(Set task): Rewrite everything from the line containing "Would you mind annotating the shirt" down to the end of the items, changing "straw hat" to "sun hat" and leaving all else as it is. Return only those lines.

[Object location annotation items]
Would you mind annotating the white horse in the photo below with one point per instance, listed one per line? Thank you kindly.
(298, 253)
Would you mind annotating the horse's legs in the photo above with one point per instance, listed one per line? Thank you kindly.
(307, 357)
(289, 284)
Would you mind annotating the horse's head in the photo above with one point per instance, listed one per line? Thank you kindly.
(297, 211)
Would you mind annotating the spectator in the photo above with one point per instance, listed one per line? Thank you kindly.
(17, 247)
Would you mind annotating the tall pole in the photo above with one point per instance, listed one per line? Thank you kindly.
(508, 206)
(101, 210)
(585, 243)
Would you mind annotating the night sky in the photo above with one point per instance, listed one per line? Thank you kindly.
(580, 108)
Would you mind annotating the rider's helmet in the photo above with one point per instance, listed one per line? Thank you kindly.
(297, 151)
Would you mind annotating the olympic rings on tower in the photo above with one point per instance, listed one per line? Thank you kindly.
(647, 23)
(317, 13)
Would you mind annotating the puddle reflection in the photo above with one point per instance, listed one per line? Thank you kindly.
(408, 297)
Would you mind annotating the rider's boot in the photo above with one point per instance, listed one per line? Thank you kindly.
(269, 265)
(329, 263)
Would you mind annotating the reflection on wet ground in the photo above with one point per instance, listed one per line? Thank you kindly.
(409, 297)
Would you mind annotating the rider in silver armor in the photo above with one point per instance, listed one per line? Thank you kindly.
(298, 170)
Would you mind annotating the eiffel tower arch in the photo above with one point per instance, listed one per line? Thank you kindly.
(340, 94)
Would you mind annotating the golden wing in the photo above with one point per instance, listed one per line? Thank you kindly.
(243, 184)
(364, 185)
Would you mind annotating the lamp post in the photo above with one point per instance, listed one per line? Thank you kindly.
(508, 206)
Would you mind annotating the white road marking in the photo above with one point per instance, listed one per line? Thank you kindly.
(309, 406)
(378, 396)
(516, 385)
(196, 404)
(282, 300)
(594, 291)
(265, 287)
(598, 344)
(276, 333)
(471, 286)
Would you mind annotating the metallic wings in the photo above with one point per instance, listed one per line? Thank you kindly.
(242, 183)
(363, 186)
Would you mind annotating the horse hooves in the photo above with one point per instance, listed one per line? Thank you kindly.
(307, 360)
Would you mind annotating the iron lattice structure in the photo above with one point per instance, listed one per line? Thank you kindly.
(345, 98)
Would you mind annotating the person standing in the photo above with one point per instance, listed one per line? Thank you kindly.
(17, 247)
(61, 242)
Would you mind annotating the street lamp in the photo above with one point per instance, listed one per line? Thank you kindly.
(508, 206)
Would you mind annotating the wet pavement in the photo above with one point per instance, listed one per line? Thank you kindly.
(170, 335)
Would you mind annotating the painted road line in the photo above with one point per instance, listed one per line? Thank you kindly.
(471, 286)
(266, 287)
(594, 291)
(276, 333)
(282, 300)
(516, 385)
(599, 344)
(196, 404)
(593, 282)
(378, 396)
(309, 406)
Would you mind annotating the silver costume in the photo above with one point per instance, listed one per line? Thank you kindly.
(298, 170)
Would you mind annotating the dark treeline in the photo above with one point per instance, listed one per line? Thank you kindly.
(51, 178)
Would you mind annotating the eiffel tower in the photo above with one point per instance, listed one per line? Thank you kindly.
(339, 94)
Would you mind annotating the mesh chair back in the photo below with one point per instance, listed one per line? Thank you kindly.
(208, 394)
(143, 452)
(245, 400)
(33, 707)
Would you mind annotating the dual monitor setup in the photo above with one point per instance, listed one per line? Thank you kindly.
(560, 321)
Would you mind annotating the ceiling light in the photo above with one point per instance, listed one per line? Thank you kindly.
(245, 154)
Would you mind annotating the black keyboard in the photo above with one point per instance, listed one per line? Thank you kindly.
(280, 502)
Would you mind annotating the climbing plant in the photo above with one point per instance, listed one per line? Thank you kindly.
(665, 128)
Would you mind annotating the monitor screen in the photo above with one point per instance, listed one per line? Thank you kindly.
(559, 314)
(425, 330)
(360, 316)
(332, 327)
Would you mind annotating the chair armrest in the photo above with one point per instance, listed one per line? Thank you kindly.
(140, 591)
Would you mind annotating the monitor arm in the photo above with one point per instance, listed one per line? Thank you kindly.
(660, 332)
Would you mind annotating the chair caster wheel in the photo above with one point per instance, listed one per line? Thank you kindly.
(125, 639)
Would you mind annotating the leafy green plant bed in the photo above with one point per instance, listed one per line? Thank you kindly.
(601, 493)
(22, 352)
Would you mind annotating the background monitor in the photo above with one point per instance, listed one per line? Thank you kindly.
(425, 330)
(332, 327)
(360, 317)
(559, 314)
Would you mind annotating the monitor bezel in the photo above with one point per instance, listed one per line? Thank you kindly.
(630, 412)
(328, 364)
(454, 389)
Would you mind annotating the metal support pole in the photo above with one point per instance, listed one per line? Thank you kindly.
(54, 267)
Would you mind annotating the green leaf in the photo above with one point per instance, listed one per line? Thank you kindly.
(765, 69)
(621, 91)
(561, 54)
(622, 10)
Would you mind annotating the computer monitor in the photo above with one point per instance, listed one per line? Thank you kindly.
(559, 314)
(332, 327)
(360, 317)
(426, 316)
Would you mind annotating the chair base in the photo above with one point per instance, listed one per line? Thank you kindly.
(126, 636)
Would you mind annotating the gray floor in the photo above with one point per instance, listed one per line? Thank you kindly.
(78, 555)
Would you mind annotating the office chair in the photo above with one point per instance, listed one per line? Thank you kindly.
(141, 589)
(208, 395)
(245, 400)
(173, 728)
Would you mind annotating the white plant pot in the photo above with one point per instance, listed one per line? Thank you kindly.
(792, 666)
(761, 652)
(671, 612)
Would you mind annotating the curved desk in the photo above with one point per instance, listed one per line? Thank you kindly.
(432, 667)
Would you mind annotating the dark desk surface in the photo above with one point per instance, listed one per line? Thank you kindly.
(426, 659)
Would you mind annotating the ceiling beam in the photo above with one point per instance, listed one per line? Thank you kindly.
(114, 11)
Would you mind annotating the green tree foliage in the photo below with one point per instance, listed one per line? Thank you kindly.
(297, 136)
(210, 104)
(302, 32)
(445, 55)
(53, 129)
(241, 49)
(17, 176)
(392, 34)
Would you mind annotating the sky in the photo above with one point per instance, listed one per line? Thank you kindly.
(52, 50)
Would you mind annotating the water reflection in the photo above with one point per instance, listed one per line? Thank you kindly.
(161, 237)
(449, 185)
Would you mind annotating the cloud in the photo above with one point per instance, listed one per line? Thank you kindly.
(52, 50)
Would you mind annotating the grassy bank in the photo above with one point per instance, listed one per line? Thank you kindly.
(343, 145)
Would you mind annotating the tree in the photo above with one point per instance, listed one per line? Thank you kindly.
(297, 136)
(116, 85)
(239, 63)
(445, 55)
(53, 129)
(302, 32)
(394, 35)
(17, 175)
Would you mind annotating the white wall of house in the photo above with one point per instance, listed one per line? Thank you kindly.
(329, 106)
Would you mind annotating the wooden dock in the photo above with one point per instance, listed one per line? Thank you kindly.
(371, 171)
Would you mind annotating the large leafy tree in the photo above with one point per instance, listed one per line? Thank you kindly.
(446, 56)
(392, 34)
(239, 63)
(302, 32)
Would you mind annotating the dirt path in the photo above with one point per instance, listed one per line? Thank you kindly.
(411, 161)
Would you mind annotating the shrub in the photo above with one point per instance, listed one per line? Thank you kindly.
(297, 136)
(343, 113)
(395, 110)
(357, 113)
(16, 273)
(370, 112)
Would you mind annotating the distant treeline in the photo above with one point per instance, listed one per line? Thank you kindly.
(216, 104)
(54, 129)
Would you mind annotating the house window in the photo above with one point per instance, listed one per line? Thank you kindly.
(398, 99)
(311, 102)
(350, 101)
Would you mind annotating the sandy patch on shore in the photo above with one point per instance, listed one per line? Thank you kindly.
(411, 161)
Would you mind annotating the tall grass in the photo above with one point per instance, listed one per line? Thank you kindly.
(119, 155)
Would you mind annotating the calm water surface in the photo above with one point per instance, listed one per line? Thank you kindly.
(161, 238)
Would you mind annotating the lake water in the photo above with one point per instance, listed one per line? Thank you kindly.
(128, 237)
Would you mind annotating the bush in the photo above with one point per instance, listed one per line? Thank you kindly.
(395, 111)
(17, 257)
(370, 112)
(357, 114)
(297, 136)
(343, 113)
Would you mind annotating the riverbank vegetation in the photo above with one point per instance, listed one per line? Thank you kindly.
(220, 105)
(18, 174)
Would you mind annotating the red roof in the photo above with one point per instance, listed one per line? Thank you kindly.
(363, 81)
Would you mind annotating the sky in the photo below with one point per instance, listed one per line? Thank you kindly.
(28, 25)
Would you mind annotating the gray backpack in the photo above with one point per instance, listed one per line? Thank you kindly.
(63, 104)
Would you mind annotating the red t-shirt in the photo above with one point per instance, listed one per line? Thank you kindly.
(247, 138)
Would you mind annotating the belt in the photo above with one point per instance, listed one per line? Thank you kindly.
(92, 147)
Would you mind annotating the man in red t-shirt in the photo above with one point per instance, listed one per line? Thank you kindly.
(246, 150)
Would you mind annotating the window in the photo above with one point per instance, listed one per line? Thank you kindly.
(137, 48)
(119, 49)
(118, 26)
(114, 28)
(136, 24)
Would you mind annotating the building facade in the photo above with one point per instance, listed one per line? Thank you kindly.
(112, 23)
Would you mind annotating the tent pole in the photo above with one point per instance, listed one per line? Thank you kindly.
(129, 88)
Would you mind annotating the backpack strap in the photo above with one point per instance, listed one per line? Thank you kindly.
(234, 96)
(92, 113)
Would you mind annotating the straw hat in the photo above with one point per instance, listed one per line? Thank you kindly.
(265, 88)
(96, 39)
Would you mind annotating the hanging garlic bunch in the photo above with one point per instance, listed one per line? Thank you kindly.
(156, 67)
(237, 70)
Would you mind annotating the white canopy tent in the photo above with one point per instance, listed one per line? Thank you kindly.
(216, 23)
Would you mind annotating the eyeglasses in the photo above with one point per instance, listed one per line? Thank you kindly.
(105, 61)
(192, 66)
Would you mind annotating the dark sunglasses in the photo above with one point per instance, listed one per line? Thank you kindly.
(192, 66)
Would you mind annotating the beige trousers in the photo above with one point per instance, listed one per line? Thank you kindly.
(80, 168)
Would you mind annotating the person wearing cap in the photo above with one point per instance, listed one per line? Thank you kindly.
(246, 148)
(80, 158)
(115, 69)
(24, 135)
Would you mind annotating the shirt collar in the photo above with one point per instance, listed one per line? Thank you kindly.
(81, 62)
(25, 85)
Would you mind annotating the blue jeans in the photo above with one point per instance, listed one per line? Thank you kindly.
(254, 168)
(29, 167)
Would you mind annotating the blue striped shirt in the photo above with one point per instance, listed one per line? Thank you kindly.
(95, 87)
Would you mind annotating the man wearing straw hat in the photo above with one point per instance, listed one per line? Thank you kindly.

(Exercise result):
Would you mind annotating the shirt collar in the photo above with one point per instance, listed one per line? Thank you kindly.
(81, 62)
(25, 85)
Would you mind annotating the blue jeans in the photo above with one point per instance, listed one per line? Thank you kindly.
(254, 168)
(29, 167)
Would you mind annotating the blue striped shirt in the photo above with one point per instance, listed one per line? Thank you kindly.
(95, 87)
Would you mind annotating the man wearing sun hat in the photo above with one point per instance, listed one per line? Thank you kindly.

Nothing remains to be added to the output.